**The request**:
Copy out all of the items below, character for character.

**Extracted records**:
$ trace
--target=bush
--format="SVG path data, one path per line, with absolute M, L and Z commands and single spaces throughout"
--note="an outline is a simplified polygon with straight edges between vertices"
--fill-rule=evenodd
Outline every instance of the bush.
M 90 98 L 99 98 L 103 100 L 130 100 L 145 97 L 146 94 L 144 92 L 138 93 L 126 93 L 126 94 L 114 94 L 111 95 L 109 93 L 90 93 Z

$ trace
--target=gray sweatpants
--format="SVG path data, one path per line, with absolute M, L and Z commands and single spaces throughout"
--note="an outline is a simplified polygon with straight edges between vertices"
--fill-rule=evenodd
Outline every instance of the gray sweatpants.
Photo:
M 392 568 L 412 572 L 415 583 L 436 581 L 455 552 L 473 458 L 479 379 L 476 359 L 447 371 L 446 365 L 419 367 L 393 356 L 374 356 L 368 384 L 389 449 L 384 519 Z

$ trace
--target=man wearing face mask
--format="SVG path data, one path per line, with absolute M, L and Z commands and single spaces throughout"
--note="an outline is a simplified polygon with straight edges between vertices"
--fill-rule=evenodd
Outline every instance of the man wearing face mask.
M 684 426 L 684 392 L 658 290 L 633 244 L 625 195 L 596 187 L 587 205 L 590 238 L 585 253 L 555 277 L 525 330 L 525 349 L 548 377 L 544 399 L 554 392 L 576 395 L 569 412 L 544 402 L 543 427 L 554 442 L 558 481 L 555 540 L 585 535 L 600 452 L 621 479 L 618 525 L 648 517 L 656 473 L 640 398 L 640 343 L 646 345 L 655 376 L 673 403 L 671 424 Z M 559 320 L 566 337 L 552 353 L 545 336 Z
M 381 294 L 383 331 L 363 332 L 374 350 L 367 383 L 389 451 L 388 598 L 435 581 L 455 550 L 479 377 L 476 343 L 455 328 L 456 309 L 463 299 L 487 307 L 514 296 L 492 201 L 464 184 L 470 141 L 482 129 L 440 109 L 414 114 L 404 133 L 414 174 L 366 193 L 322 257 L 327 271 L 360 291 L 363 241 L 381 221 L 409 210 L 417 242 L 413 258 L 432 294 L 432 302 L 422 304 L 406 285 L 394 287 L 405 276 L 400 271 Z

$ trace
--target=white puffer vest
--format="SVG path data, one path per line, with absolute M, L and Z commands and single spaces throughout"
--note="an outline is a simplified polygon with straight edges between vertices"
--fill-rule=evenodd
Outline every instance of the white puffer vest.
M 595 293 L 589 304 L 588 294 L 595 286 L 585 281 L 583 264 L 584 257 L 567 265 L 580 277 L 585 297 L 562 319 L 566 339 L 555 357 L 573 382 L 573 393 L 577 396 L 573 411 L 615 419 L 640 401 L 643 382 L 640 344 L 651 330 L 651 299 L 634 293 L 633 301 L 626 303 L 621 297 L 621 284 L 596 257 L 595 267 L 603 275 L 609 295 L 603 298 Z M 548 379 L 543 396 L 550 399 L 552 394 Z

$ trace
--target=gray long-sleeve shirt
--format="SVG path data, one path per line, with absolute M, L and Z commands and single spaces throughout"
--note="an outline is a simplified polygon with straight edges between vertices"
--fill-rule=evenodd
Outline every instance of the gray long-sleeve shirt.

**The output**:
$ trace
--target=bush
--format="SVG path data, one path per line, with absolute M, L and Z commands and single spaces throughout"
--note="an outline is a simplified polygon with straight edges between vertices"
--fill-rule=evenodd
Outline every instance of the bush.
M 90 98 L 99 98 L 103 100 L 130 100 L 145 97 L 146 94 L 144 92 L 138 93 L 126 93 L 126 94 L 114 94 L 111 95 L 109 93 L 90 93 Z

$ trace
--target=gray sweatpants
--format="SVG path data, one path per line, with absolute M, L and Z commands and single spaces throughout"
--note="an outline is a simplified polygon with straight edges between vertices"
--fill-rule=evenodd
Outline every instance of the gray sweatpants.
Photo:
M 392 568 L 412 572 L 415 583 L 436 581 L 455 552 L 473 458 L 479 379 L 476 359 L 447 371 L 446 365 L 419 367 L 393 356 L 374 356 L 368 384 L 389 449 L 384 519 Z

$ trace
--target=man wearing face mask
--format="SVG path data, one path per line, with absolute M, L and Z commands and single spaces throughout"
--note="an outline is a simplified polygon with straight edges between vertices"
--fill-rule=evenodd
Outline every instance of the man wearing face mask.
M 684 426 L 684 392 L 658 290 L 633 244 L 625 195 L 596 187 L 587 205 L 590 238 L 585 253 L 555 277 L 525 330 L 525 349 L 548 377 L 544 399 L 554 392 L 576 395 L 569 412 L 544 402 L 543 427 L 554 442 L 558 481 L 555 540 L 585 535 L 600 452 L 621 479 L 618 525 L 648 517 L 656 473 L 640 398 L 640 343 L 646 345 L 655 376 L 673 403 L 671 424 Z M 559 320 L 566 337 L 552 353 L 545 336 Z
M 381 294 L 383 331 L 363 332 L 374 350 L 367 383 L 389 451 L 388 598 L 435 581 L 455 550 L 479 377 L 476 343 L 455 328 L 456 309 L 463 299 L 487 307 L 514 296 L 492 201 L 464 184 L 470 141 L 482 129 L 440 109 L 414 114 L 404 133 L 414 174 L 366 193 L 322 257 L 327 271 L 360 291 L 363 241 L 381 221 L 409 210 L 417 242 L 413 258 L 432 294 L 432 302 L 422 304 L 406 285 L 394 287 L 405 276 L 400 271 Z

$ trace
--target=white puffer vest
--format="SVG path data, one path per line, with absolute M, L and Z commands and single spaces throughout"
--note="an outline is a simplified polygon with straight edges between vertices"
--fill-rule=evenodd
Outline every instance of the white puffer vest.
M 595 293 L 589 304 L 588 294 L 595 286 L 585 281 L 583 264 L 584 257 L 567 265 L 580 277 L 585 297 L 562 319 L 566 339 L 555 357 L 573 382 L 573 393 L 577 396 L 573 411 L 615 419 L 640 401 L 643 382 L 640 344 L 651 330 L 651 299 L 634 293 L 633 301 L 626 303 L 621 297 L 621 284 L 596 257 L 595 267 L 603 275 L 609 295 L 603 298 Z M 548 379 L 543 396 L 550 399 L 552 394 Z

$ trace
--target=gray long-sleeve shirt
--format="SVG path data, one path per line, with absolute M, L and Z commands and single spaces throughout"
--note="an outline is a simplified polygon with straight edges between vertices"
--fill-rule=evenodd
Outline every instance of the gray long-sleeve shirt.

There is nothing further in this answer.